REQUIRED TASK 1: Reproduce verbatim the stretch of the film synopsis from "The Richest Girl in the World is" through "and Alan Marshal.".

____ SOURCE EXCERPT

The Richest Girl in the World is a 1934 romantic comedy film directed by William A. Seiter and starring Miriam Hopkins and Joel McCrea. Norman Krasna was nominated for the Academy Award for Best Story. It was remade in 1944 as Bride by Mistake with Laraine Day and Alan Marshal.

Plot
When the  sinks, infant Dorothy Hunter (Miriam Hopkins) is orphaned, but inherits a fortune. She is brought up by John Connors (Henry Stephenson), whose wife was also lost in the disaster. He goes to such great lengths to protect her privacy that, though she has grown into adulthood and acquired the title of the richest girl in the world, the newspapers do not have an up-to-date photograph of her. She returns to America, but asks her friend and secretary, Sylvia Lockwood (Fay Wray), to impersonate her in a meeting with the managers of her trust fund, who also do not know what she looks like.

After seeing how happy Sylvia is with her new husband, Phillip (Reginald Denny), she broaches the topic of setting a wedding date with Donald (George Meeker), her longtime fiancé. He is forced to admit that he has fallen in love with someone else and was getting up the nerve to tell her. Since she is not the least bit in love, she congratulates him. However, it is too late to cancel the party in which she had planned to announce their wedding.

________
____ TASK INPUT

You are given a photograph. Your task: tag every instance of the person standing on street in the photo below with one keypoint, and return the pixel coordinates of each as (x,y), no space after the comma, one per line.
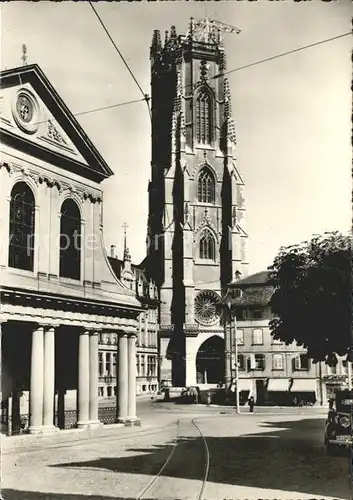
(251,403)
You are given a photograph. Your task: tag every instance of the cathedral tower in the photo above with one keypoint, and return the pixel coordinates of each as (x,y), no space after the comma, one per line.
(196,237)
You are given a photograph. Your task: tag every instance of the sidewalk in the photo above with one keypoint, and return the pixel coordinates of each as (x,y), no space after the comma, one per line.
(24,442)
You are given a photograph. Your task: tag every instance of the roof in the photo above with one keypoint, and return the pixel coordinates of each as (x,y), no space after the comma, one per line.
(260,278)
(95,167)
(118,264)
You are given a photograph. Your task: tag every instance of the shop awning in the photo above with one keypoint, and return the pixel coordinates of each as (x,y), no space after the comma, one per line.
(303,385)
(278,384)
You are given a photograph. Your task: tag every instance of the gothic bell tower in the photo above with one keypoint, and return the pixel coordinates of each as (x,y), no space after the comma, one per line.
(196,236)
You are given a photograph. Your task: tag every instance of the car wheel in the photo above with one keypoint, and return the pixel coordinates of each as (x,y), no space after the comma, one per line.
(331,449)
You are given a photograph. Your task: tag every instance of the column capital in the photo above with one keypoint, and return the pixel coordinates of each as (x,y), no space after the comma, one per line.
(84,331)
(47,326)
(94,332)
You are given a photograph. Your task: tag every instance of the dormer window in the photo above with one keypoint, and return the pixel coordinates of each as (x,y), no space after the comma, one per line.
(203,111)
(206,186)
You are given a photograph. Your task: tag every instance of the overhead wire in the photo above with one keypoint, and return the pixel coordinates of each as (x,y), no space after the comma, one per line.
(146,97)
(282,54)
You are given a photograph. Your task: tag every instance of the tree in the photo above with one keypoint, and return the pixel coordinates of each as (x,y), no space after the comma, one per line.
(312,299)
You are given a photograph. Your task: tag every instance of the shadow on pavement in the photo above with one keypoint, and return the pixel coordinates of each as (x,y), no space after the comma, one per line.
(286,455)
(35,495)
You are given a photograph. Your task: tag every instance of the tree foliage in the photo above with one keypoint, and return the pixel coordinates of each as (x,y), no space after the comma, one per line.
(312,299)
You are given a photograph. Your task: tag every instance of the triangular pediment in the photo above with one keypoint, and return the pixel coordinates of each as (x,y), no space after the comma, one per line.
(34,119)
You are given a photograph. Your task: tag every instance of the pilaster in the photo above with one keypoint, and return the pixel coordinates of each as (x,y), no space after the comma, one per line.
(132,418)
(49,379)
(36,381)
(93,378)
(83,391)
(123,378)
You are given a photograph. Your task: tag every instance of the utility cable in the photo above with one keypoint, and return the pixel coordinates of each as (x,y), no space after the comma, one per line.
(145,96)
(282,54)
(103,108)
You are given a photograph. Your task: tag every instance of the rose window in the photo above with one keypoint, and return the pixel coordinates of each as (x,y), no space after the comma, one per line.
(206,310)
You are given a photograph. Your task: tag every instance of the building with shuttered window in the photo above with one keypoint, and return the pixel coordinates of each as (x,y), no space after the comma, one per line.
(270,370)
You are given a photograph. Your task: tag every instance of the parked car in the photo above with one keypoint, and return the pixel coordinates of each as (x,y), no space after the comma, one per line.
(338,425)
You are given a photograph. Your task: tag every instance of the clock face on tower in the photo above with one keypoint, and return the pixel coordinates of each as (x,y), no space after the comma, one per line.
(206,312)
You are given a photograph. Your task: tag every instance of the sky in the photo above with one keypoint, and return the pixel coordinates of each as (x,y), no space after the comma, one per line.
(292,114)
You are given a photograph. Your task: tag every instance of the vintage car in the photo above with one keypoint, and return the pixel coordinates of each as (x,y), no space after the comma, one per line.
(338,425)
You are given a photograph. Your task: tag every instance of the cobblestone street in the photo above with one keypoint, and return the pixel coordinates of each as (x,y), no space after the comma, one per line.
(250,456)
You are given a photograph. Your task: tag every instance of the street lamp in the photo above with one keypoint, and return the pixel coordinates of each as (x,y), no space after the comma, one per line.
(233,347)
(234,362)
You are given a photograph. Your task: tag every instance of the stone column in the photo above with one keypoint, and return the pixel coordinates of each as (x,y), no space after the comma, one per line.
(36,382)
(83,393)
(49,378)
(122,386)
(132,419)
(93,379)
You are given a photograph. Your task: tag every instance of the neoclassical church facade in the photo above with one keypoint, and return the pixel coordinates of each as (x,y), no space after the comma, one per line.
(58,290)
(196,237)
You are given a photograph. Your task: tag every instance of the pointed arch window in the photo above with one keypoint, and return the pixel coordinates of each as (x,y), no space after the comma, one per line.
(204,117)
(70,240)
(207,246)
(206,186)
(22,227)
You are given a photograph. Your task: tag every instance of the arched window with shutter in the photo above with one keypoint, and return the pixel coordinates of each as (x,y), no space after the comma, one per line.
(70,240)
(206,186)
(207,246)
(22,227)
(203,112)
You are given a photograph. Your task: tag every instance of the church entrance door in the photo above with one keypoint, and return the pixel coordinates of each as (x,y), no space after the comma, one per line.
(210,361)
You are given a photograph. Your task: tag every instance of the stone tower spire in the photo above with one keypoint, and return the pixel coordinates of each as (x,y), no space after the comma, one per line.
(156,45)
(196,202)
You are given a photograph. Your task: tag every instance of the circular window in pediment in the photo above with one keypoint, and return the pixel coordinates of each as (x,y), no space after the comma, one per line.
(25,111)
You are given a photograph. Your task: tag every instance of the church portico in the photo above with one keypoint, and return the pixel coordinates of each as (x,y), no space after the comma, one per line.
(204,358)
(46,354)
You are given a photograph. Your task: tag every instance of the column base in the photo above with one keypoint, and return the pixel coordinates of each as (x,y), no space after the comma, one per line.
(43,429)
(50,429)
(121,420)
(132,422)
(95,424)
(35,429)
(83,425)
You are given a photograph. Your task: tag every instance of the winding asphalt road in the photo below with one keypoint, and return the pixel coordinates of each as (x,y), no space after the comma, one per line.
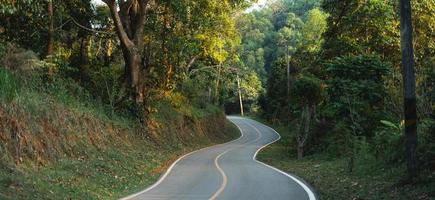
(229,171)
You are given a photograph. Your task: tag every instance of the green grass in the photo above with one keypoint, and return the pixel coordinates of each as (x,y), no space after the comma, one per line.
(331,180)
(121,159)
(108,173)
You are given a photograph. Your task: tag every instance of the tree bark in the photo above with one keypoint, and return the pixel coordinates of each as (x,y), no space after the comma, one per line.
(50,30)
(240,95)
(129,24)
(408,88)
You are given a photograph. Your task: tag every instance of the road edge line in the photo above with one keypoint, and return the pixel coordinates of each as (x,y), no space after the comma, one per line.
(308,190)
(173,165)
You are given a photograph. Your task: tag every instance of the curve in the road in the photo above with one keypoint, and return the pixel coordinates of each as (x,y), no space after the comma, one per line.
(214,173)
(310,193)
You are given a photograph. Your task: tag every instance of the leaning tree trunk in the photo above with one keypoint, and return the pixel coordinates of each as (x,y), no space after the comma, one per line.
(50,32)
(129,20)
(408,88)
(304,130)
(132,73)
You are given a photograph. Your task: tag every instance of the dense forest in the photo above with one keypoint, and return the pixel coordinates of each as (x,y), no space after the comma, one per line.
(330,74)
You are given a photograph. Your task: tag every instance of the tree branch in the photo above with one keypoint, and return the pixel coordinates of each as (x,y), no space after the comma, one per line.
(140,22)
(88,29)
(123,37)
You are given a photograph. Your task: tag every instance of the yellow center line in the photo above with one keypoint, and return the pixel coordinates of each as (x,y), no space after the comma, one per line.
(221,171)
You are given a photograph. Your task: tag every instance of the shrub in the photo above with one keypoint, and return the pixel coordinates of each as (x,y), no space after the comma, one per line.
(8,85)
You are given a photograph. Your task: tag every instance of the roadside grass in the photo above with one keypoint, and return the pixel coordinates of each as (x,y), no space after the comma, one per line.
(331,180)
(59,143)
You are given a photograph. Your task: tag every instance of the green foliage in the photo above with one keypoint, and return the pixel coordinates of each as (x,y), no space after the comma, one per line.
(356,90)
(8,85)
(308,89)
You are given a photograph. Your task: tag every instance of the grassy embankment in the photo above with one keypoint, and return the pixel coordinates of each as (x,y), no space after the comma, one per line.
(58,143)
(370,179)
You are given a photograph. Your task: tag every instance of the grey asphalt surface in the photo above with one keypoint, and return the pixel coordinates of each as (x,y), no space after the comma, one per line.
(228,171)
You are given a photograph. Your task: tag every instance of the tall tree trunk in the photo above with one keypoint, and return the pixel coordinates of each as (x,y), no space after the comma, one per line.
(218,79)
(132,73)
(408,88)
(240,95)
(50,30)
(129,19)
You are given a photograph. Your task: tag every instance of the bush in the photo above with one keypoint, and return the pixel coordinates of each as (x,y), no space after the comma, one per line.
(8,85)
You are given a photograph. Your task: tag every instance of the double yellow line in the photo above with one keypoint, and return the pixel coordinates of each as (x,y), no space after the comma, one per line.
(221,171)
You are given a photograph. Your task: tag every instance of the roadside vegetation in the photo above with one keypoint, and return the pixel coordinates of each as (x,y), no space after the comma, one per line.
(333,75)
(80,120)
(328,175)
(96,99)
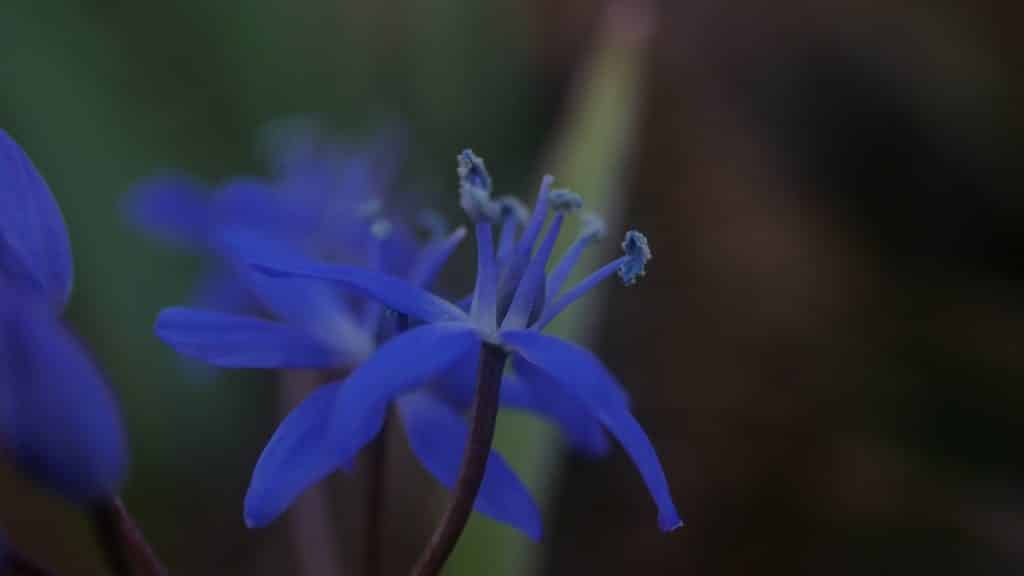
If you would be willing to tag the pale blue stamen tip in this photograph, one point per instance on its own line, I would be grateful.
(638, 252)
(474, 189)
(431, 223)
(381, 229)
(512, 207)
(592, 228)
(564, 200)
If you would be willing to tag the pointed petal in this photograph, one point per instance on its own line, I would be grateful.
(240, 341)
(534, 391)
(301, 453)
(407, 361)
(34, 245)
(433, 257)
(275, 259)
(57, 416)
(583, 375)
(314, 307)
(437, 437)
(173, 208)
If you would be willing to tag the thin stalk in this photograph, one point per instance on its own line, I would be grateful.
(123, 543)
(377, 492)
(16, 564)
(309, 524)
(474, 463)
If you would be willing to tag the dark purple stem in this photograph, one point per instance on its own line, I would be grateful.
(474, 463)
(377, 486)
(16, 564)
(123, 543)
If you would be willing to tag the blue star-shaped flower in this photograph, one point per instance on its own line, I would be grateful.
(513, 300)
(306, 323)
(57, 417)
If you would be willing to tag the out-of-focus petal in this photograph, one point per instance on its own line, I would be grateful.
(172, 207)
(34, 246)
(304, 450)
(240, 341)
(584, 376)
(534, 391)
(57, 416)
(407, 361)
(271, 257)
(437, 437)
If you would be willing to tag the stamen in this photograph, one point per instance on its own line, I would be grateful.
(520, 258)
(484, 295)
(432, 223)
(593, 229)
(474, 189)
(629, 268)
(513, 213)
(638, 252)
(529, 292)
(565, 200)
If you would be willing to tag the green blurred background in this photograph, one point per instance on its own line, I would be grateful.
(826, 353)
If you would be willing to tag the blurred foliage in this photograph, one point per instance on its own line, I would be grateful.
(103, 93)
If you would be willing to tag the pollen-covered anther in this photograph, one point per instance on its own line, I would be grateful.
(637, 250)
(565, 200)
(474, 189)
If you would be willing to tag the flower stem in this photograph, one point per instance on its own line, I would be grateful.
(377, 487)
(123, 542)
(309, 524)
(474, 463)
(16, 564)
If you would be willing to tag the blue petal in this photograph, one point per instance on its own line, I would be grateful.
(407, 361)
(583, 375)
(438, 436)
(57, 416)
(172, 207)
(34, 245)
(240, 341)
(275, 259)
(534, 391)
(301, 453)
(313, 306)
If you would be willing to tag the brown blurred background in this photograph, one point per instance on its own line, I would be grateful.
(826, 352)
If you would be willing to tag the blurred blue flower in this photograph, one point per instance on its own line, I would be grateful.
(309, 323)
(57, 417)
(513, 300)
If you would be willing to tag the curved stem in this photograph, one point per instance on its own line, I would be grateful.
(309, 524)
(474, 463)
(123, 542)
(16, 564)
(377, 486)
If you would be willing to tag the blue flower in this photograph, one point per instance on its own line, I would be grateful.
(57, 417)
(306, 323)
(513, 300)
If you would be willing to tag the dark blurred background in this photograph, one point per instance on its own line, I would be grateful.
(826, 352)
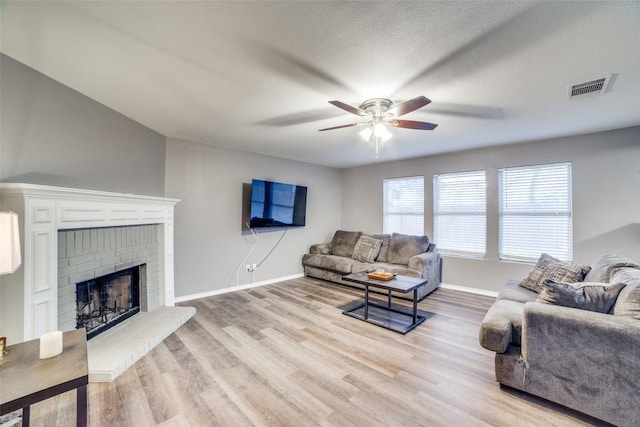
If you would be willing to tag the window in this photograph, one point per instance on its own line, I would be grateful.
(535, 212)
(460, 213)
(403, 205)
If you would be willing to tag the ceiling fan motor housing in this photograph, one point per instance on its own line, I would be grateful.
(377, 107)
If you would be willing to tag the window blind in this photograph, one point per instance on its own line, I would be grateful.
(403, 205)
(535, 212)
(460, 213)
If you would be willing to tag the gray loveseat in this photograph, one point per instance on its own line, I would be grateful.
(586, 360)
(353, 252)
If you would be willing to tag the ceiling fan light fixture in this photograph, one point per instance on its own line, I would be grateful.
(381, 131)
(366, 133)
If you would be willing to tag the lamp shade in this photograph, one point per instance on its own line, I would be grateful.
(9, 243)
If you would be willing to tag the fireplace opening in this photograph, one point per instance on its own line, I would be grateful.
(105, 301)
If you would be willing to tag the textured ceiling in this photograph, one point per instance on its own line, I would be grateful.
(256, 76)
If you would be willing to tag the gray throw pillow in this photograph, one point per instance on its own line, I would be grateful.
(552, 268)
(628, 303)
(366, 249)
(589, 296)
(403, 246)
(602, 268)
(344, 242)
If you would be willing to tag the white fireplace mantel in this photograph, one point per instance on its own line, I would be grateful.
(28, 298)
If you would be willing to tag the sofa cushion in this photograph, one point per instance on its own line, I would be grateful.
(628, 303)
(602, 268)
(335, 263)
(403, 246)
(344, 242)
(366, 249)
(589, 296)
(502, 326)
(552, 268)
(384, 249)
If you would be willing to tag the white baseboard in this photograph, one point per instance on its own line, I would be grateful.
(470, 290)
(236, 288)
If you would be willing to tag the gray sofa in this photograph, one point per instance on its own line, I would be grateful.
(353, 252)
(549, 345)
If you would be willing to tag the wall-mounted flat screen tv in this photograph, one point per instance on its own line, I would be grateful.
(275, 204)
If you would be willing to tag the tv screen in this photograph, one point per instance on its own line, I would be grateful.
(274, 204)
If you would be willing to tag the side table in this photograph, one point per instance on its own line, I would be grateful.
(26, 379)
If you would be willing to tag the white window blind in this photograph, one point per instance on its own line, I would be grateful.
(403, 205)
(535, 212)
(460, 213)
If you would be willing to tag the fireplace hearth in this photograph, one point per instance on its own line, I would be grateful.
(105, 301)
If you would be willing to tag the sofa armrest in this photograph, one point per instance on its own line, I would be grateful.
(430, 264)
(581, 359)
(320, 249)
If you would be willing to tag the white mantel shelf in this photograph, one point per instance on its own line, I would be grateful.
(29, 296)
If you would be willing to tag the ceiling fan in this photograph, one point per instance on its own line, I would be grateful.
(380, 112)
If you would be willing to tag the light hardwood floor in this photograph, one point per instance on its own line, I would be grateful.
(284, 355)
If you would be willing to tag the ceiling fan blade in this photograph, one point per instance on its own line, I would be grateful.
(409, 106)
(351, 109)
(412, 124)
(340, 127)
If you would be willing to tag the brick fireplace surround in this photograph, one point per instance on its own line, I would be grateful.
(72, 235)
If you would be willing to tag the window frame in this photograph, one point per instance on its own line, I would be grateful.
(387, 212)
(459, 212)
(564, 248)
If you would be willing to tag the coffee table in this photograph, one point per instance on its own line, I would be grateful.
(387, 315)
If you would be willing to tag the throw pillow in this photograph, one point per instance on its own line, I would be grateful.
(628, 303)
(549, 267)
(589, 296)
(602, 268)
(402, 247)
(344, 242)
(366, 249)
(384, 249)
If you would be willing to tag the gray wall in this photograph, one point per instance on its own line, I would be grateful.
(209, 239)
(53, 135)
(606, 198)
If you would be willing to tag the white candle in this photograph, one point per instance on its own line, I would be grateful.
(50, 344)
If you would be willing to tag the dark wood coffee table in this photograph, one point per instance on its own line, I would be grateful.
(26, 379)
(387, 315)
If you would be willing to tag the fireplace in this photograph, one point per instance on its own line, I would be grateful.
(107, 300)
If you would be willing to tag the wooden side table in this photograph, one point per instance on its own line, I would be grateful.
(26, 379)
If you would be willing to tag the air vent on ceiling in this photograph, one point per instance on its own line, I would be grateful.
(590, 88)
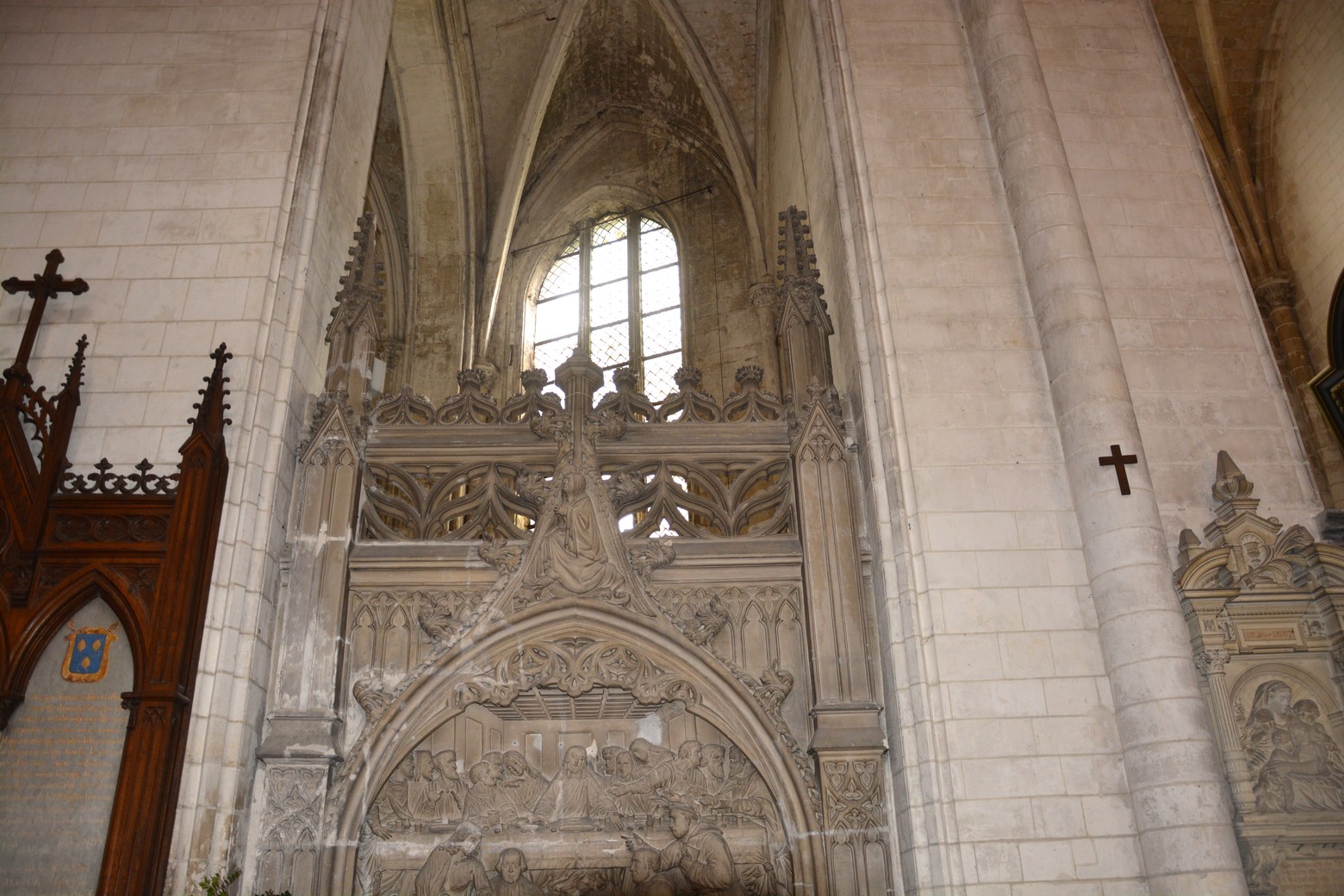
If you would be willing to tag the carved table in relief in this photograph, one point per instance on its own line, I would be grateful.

________

REQUIRED TASK 2: Duplicate verbatim the stretch of the records from the line containing "If you would be willing to tag the gray wall" through the end of the records, omitting the pictures.

TASK RESULT 1:
The Richest Girl in the World is a 1934 romantic comedy film directed by William A. Seiter and starring Miriam Hopkins and Joel McCrea. Norman Krasna was nominated for the Academy Award for Best Story. It was remade in 1944 as Bride by Mistake with Laraine Day and Alan Marshal.

TASK RESULT 2:
If you would be willing to tag the gray wall in this photograph, one point per instance on its own line, I would be grateful.
(209, 239)
(53, 135)
(606, 198)
If you would be willing to tag the white candle in this photograph, one point per instance on its own line, I would be grateful.
(50, 344)
If you would be willing to tag the dark wood coffee table in this photograph, one point per instance on its own line, I would be grateful.
(26, 379)
(387, 315)
If you would be willing to tag the fireplace in this photograph, one point per instance on its own line, I would be grateful.
(107, 300)
If you would be willing to tag the wooden side table in this photograph, one point per instance on its own line, I would be grateful.
(26, 379)
If you would be willing to tag the air vent on ceiling in this photograph, one point per instance on its own line, I would be grateful.
(590, 88)
If you would be willing to tag the carved table in relief in this photograph, one point per instance on its own line, I would be grateful.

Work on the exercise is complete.